RECORD EXTRACTS —
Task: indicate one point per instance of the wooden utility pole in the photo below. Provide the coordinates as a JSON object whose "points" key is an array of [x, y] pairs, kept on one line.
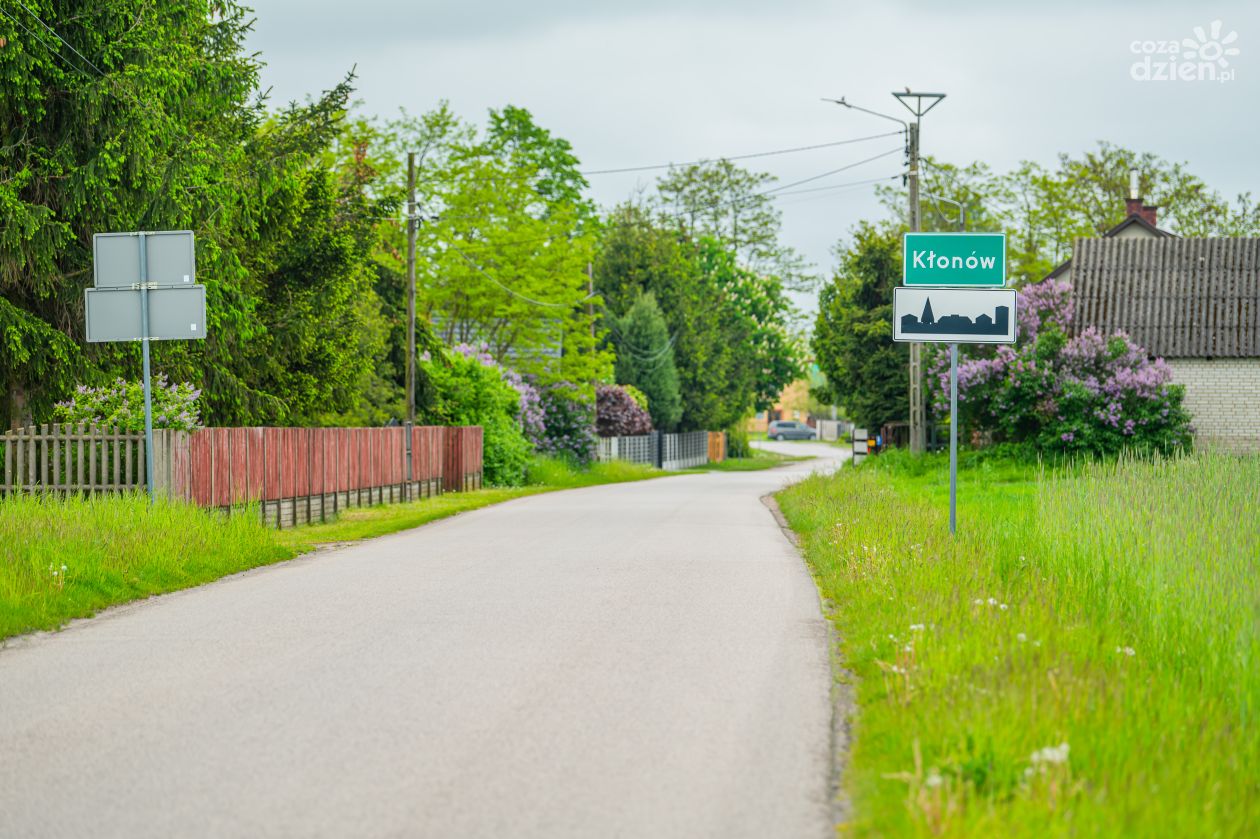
{"points": [[917, 416], [411, 287], [917, 103], [590, 294]]}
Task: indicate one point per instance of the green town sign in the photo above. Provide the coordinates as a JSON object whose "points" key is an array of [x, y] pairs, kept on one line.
{"points": [[959, 260]]}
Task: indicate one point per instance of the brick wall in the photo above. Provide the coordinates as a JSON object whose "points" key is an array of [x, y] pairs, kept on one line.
{"points": [[1224, 398]]}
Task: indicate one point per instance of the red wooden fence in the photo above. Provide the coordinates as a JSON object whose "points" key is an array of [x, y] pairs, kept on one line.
{"points": [[305, 474]]}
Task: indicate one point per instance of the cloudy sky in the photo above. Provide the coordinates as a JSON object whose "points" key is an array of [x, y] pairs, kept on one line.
{"points": [[658, 81]]}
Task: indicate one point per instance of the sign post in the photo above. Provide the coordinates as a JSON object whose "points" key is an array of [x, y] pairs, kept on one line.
{"points": [[145, 290], [144, 353], [954, 291]]}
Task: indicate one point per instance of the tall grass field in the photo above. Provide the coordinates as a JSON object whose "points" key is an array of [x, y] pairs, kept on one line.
{"points": [[1082, 659]]}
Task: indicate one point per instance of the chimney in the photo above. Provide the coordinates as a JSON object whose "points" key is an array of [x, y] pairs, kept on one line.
{"points": [[1134, 205]]}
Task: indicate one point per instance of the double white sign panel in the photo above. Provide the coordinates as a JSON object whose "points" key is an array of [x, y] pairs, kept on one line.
{"points": [[177, 304]]}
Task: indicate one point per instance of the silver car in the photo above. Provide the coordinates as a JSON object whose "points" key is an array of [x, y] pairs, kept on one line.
{"points": [[790, 430]]}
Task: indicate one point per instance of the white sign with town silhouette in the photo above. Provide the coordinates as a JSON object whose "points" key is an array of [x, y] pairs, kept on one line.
{"points": [[954, 315]]}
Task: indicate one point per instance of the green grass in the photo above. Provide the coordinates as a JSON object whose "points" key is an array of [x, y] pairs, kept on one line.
{"points": [[72, 558], [116, 548], [1110, 606]]}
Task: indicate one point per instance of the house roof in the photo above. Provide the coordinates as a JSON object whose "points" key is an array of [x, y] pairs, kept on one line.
{"points": [[1130, 221], [1176, 297]]}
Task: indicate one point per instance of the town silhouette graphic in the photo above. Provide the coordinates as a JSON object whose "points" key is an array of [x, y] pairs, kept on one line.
{"points": [[927, 324]]}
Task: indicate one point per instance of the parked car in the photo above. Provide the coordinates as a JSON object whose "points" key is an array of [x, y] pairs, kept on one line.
{"points": [[790, 430]]}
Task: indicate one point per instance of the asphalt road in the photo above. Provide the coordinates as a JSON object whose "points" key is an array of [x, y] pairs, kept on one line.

WHAT YOU ARE ASKED TO DO —
The data should be printed again unchanged; leave its pictures out.

REPLY —
Task: indicate one point per instance of the wooden utility pole in the photo below. Provide the coordinates as a JSON object whose "points" key is an array of [x, y] pairs, kept on one line.
{"points": [[917, 416], [411, 287], [917, 103], [590, 294]]}
Task: indicate one point per instance of the green town sign in the photo above. Provide the coordinates as a JSON object whose "points" key is an array of [x, y] pairs, kept on one line.
{"points": [[959, 260]]}
Task: indicate one point per instance of the brick wall in the photo above. Provide the coordinates as a JSON object whose "points" key is an array of [x, y] pairs, kept on one line.
{"points": [[1224, 398]]}
Task: indicate one point per instance of the red wooden fence in the photo above. Provide the coordinates as a JSON object whose "points" key is an array of [x, y] pairs, kept on one line.
{"points": [[305, 474]]}
Task: indicate one point per instance of the cloudy sky in the photo above. Provide the coordinates as a JSON object whose "points" key is an array of [x, y] pairs, kept on one line.
{"points": [[658, 81]]}
Task: indicate one point per instance of the sign post in the photo above. Provide the coordinates as a JSON object whose "points" key is an array of [x, y] pairs, kept on one line.
{"points": [[145, 290], [144, 353], [954, 291]]}
Task: indicate one point per instance of the tall grass field in the photo above. Provide the coordinates as a JSON object whose "points" key is an array of [x, y] pairs, kept on one line.
{"points": [[1082, 659]]}
Task: indicate one point per instance of the chimney in the photo above. Provide the coordinates as a JSON object whose "points" key is an array of [x, y] pairs, kept on one line.
{"points": [[1134, 205]]}
Task: indicate one point per instance of the double white sign panel in the photo above. Provide the coordinates as a JSON object whose "points" key is an array of [x, y] pairs, kept on one line.
{"points": [[177, 304]]}
Task: indicate one point per instance of the silver car in the photo above. Provide the coordinates as a JSON object whose "points" key is an array of [x, y] pairs, kept on one line.
{"points": [[790, 430]]}
Task: indicate one point per instance of the white sign with town silhouette in the photo above. Provide the coordinates as a JSON object whose "points" key is an array of [x, y] pairs, kept on one line.
{"points": [[954, 315]]}
Task: indicate one point per instance of the green grass in the photo above. Provide the coordinates as a JSON object whose "points" key is an array of [x, y] pairs, kept on one line.
{"points": [[72, 558], [116, 548], [1110, 606]]}
Task: indicate one point per instance of the house roof in the photo above. Provide the coordinates as a JSON object whose "points" key is an array of [x, y] pairs, kept on one line.
{"points": [[1130, 221], [1176, 297]]}
Task: indicate one point per instance of the town silhouette graphic in the photo above. Provide the coordinates as a JSON object whose "points" key is an array of [x, y] pairs, kept on one line.
{"points": [[927, 324]]}
Task: indicate one point per instance of the parked car in the photo above. Provide the coordinates as a JSON object whose "points" key is an array of [x, y] pairs, kept on one line.
{"points": [[790, 430]]}
Task: indicate one point per instance of the asphalt road in the photo above. Provide the coordinates as a JSON object whose "points" key is an array of [x, y] pairs, kept on one line.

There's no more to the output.